## TANTANGAN 1
Tulis kembali baris-baris dalam daftar, mulai dari baris yang memuat "Ground ripped blue" sampai baris yang memuat "93 276 172 413". Ganti "ripped" dengan "torn" dan biarkan bagian lainnya tetap sama.

## TEKS SUMBER
+---+

Bukan tanpa alasan. Sebagai seorang bankir dengan aset yang cukup besar, Tahir menjadi sosok yang dicari. Dalam banyak kasus, orang-orang datang dengan satu tujuan, potensi pinjaman. Namun ironisnya, mereka yang datang membawa harapan, seringkali justru kesulitan menyampaikan maksud mereka dengan cara yang baik dan tulus.
Tahir pun merenung. Apakah semua perlakuan baik ini membuatnya bangga? Tidak serta-merta. Baginya, inilah hukum dunia. Ketika seseorang dibutuhkan, mereka akan diperlakukan dengan baik. Namun ketika tidak lagi dianggap penting, perhatian itu bisa menghilang begitu saja, bahkan ada kemungkinan disingkirkan.

+---+

## DATA TERSIMPAN
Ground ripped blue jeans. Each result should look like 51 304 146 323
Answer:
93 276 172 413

+---+

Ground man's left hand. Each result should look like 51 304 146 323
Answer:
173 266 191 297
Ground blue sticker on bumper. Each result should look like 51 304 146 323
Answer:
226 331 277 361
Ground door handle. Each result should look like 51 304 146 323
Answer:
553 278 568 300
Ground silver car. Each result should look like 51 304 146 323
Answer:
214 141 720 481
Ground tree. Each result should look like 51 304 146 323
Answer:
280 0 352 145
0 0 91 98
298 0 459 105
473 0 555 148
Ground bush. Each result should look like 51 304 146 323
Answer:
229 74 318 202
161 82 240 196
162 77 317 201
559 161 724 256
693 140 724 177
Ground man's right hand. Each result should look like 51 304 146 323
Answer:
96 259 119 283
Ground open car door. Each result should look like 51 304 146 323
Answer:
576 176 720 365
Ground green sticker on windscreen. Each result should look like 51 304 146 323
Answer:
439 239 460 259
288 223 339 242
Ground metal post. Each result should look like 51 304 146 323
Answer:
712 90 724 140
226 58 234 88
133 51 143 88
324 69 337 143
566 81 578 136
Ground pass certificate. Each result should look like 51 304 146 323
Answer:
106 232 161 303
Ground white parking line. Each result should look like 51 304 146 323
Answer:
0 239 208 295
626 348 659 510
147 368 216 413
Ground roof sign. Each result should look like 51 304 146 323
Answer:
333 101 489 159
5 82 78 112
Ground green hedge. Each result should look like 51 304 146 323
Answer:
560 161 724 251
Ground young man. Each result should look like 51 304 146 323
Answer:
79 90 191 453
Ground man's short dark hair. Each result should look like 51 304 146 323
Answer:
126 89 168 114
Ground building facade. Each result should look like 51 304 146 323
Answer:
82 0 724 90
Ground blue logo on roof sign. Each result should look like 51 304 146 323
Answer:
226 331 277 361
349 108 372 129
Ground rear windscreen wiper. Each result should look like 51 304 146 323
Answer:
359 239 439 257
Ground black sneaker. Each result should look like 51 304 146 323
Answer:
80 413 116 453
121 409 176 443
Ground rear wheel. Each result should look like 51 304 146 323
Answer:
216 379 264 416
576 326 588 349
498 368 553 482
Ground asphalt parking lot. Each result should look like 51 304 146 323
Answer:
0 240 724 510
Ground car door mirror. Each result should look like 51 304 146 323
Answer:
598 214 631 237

+---+

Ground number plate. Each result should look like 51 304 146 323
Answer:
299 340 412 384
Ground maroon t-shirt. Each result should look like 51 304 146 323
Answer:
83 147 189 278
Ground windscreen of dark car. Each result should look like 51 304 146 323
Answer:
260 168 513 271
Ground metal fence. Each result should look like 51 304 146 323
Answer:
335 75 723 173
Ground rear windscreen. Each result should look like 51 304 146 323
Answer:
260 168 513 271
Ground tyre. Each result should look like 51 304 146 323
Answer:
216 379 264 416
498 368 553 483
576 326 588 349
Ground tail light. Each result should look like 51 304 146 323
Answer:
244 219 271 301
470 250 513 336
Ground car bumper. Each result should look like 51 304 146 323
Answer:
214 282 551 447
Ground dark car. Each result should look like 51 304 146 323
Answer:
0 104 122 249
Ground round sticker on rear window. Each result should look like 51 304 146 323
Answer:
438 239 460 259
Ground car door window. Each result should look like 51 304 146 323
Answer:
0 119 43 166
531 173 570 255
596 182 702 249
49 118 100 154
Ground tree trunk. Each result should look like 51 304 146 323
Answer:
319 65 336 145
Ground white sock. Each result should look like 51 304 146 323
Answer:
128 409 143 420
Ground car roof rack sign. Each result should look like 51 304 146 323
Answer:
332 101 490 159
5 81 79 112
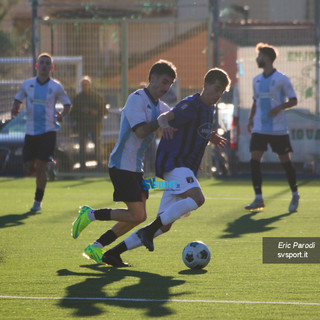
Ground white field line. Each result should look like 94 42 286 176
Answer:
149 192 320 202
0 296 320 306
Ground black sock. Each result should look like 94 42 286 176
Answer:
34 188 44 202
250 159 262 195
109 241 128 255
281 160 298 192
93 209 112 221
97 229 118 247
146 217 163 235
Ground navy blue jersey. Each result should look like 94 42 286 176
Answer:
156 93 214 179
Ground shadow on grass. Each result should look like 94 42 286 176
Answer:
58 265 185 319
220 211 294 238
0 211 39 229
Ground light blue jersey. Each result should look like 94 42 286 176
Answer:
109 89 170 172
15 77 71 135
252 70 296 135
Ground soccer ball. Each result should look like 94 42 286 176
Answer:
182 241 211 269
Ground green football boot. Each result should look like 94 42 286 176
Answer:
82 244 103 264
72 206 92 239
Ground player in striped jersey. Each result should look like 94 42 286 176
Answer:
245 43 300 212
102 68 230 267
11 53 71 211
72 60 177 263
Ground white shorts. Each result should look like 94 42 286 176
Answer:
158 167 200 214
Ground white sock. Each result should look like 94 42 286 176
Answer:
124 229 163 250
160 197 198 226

+---+

## TANTANGAN 2
Tuliskan semua kalimat dalam paragraf kedua teks tentang Tahir sesuai urutannya.

## HASIL AKHIR 1
Ground torn blue jeans. Each result should look like 51 304 146 323
Answer:
93 276 172 413

## HASIL AKHIR 2
1. Tahir pun merenung.
2. Apakah semua perlakuan baik ini membuatnya bangga?
3. Tidak serta-merta.
4. Baginya, inilah hukum dunia.
5. Ketika seseorang dibutuhkan, mereka akan diperlakukan dengan baik.
6. Namun ketika tidak lagi dianggap penting, perhatian itu bisa menghilang begitu saja, bahkan ada kemungkinan disingkirkan.